**Directions for this task:**
This exercise requires an exact copy of each line from the one containing "ok so i need to find the small stone" down to the last line below.

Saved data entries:
——

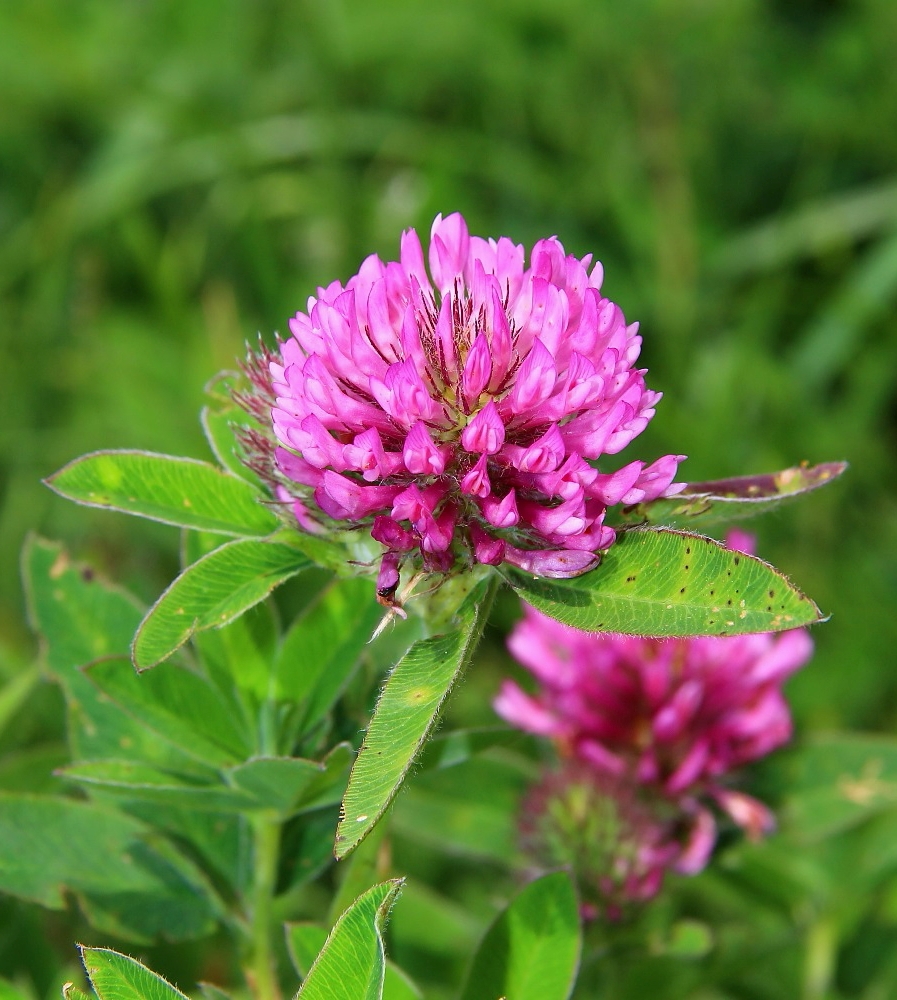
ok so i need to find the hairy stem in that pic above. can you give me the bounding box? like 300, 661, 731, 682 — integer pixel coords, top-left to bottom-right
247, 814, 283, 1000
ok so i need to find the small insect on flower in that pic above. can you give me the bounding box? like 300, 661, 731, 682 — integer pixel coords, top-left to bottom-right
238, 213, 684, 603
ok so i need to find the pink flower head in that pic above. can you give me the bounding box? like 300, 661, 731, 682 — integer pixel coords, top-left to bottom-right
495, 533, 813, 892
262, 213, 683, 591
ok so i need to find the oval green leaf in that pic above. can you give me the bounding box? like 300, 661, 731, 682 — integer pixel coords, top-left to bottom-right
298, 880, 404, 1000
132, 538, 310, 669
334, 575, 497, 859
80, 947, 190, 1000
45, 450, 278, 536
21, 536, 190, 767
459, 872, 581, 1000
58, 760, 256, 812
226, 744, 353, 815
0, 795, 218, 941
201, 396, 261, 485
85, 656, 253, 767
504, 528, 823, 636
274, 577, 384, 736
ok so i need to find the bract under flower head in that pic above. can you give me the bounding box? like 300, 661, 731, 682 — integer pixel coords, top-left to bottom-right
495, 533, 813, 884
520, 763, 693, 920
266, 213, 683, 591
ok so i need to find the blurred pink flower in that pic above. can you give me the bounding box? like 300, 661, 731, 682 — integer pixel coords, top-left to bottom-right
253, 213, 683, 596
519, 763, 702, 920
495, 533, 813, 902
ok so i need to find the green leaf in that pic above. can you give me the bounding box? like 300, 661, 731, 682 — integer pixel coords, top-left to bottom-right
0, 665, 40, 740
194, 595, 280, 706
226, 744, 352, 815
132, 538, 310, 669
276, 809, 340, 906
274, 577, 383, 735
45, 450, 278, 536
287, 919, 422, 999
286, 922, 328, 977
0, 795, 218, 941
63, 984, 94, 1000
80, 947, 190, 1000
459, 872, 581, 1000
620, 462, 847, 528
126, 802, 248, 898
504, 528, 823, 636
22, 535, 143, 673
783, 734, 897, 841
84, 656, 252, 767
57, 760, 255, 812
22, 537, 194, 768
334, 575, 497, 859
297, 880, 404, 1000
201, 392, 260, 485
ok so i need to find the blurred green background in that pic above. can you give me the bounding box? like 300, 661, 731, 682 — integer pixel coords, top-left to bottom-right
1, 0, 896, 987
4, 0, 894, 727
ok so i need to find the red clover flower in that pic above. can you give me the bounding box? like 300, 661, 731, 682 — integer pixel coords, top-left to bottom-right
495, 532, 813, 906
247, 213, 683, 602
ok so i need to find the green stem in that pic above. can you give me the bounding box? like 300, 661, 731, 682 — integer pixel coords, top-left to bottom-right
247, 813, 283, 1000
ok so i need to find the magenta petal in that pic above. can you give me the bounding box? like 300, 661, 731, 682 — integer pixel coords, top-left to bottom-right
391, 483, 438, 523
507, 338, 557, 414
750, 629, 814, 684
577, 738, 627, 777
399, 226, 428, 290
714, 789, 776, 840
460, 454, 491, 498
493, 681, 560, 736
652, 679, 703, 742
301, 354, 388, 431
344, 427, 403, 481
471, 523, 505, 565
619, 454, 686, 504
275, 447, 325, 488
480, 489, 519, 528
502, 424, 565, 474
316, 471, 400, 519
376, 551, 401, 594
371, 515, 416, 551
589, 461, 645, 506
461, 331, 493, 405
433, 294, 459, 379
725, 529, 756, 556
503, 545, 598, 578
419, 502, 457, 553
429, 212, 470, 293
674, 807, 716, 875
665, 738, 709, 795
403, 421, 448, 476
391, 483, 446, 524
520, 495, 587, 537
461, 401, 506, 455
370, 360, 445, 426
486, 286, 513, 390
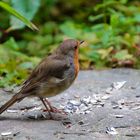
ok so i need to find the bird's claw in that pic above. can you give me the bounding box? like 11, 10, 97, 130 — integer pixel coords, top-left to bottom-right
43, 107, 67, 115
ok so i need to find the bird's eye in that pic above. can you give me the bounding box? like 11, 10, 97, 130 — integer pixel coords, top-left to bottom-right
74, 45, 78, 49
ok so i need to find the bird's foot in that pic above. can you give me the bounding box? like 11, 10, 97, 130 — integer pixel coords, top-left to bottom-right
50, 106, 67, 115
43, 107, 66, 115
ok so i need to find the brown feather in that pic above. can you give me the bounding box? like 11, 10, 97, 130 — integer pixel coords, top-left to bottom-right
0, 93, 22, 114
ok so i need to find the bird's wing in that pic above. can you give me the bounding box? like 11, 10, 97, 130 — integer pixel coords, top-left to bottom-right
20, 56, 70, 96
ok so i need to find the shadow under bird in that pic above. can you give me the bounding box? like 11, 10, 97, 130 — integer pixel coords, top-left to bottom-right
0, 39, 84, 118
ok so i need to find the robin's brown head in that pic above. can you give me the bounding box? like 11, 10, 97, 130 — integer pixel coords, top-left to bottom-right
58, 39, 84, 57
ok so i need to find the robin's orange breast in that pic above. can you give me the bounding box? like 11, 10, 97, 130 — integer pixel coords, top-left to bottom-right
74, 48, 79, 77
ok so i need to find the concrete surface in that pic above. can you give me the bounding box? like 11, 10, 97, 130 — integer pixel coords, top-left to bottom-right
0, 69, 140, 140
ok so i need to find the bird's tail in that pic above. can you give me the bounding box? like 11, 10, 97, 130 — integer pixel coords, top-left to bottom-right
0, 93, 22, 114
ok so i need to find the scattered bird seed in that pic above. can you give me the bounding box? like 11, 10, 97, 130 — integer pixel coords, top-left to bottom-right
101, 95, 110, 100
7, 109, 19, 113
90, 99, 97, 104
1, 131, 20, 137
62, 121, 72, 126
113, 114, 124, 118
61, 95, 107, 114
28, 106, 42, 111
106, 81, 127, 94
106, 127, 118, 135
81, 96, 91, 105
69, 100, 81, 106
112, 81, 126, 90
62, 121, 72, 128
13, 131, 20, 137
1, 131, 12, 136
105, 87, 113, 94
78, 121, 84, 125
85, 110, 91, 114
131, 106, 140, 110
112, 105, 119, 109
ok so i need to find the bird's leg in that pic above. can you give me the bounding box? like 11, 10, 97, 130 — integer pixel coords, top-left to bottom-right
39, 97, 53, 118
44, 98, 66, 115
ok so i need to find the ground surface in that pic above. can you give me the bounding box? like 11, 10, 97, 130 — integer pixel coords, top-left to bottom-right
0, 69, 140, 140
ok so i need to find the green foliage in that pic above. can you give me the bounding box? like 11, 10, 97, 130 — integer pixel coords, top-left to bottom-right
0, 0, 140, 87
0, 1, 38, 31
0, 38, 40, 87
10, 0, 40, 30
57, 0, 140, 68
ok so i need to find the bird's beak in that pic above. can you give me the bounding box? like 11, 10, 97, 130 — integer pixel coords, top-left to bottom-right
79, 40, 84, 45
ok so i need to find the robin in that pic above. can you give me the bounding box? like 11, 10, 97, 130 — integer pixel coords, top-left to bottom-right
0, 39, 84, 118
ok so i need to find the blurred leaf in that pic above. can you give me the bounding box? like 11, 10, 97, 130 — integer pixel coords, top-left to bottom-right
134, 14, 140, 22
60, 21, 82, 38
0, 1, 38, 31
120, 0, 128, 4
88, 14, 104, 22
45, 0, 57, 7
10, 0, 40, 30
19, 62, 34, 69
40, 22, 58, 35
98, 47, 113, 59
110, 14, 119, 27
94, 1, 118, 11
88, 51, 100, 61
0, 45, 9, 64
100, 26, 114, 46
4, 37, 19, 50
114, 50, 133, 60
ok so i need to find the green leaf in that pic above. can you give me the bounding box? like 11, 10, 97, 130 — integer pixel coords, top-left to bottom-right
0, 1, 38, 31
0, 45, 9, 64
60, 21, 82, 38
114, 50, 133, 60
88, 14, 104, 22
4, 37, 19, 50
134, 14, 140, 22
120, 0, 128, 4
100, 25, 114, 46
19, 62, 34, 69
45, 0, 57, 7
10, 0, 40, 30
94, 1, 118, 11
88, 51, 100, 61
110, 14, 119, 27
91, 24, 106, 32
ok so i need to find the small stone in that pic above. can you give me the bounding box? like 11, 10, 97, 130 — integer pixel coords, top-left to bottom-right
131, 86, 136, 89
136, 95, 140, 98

——

**Task result:**
ok so i need to find the small stone in that pic above. can you give me the bounding box? like 11, 10, 97, 130 — integer pixel coords, top-left to bottom-right
131, 86, 136, 89
136, 95, 140, 98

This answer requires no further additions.